→ **Coordinate annotation records**
· · ·

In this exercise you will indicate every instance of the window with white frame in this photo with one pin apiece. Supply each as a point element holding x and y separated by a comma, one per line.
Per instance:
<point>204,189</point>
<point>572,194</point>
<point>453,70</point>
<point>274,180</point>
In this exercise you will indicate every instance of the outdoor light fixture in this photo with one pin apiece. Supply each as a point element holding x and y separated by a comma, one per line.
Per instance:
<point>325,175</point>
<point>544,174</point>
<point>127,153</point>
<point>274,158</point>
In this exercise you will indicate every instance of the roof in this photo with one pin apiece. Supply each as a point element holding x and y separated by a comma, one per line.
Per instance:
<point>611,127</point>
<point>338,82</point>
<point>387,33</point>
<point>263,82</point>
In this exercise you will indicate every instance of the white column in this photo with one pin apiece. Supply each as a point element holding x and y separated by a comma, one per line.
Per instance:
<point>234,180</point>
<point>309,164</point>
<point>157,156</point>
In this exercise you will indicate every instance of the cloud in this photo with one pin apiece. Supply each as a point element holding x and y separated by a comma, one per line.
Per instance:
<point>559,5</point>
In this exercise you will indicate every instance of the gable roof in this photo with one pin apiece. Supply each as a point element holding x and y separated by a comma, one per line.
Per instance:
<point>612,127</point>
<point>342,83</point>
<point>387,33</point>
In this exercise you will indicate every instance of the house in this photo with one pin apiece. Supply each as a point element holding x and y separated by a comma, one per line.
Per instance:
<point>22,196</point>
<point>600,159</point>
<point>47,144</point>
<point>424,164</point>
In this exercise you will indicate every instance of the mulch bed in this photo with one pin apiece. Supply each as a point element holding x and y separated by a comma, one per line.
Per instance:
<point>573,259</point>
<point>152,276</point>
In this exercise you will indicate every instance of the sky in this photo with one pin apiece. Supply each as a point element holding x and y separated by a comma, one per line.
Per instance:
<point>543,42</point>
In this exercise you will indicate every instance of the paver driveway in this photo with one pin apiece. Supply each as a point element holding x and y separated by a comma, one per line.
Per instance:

· · ·

→ **Work to be completed**
Retype the lines of the listing above without any change, from the line with "In this exercise you will indicate every instance of the mulch" through the line with "<point>152,276</point>".

→ **Written reply**
In this exercise you will indicate every instance of the mulch bed in this photo with one pin apiece. Supply each as a point element holding x and y separated by a comma, one per line.
Per instance:
<point>573,259</point>
<point>152,276</point>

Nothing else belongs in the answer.